• DOCUMENT EXCERPT:
================================

Our drowning rate has remained relatively stable at 0.00635 per 100 thousand attendance.
Even though this is roughly 100 times better than CDC's estimate of 0.6 per hundred thousand drownings in pools, we still view any drowning as a real tragedy and felt we needed to work on reducing our rate.
Another factor involved in the decision was the feeling that the first really effective intervention in restoring spontaneous respiration occurs on the deck. To this end, we introduced a metric of 35 seconds....In order to accomplish this time, we removed the abdominal thrust from our in-the-water intervention."
Peter Heimlich shared an email of his own, telling us:
"I'm relieved that NASCO has finally pulled the plug on its reckless "Heimlich for drowning" protocol. Experts have said that for decades NASCO was conducting what amounted to an unsupervised medical experiment using unsuspecting swimmers at their client water parks. Long after prominent medical experts and leading first aid organizations had thoroughly dismissed the treatment as useless and potentially lethal, NASCO persisted. Even after my father's Heimlich Institute stopped advocating the treatment, NASCO wouldn't stop.

================================

• WHAT THIS TASK INVOLVES:
Transcribe the part of the water-park drowning excerpt starting with "Another factor involved" and going on through "NASCO wouldn't stop.", keeping its wording unchanged.

================================

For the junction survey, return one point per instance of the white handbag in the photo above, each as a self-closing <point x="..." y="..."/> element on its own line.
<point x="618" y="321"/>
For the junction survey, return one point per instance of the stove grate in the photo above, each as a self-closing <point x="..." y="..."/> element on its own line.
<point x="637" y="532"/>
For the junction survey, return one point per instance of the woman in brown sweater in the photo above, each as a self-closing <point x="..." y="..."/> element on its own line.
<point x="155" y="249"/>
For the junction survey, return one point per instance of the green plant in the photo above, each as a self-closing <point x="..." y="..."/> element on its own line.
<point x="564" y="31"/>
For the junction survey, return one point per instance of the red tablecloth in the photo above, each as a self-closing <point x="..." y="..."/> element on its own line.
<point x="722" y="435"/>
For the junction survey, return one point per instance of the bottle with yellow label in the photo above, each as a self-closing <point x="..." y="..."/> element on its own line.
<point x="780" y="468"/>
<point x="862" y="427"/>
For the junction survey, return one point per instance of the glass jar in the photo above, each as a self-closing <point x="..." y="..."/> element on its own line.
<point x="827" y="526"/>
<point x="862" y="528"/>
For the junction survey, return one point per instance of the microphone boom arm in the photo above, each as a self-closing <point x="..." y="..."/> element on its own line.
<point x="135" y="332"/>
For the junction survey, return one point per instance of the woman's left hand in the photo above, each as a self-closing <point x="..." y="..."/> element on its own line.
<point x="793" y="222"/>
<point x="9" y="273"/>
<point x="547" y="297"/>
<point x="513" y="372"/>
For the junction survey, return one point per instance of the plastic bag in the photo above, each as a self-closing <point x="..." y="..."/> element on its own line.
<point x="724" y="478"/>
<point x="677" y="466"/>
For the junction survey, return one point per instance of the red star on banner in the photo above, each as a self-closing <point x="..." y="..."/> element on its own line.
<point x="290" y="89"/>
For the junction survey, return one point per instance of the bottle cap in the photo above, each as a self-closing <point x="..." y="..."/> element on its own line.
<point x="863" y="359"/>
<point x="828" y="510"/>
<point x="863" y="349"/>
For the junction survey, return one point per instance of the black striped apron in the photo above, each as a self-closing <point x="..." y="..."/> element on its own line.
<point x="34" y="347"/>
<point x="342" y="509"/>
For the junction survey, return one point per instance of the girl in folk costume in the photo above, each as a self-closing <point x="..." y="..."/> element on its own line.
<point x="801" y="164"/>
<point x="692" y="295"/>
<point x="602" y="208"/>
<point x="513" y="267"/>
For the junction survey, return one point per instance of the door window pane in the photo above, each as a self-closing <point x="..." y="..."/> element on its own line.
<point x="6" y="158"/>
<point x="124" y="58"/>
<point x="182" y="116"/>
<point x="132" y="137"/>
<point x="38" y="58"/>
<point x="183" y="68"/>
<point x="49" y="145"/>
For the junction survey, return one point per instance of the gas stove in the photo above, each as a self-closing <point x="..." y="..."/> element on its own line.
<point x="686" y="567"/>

================================

• SOLUTION FOR THIS TASK:
Another factor involved in the decision was the feeling that the first really effective intervention in restoring spontaneous respiration occurs on the deck. To this end, we introduced a metric of 35 seconds....In order to accomplish this time, we removed the abdominal thrust from our in-the-water intervention."
Peter Heimlich shared an email of his own, telling us:
"I'm relieved that NASCO has finally pulled the plug on its reckless "Heimlich for drowning" protocol. Experts have said that for decades NASCO was conducting what amounted to an unsupervised medical experiment using unsuspecting swimmers at their client water parks. Long after prominent medical experts and leading first aid organizations had thoroughly dismissed the treatment as useless and potentially lethal, NASCO persisted. Even after my father's Heimlich Institute stopped advocating the treatment, NASCO wouldn't stop.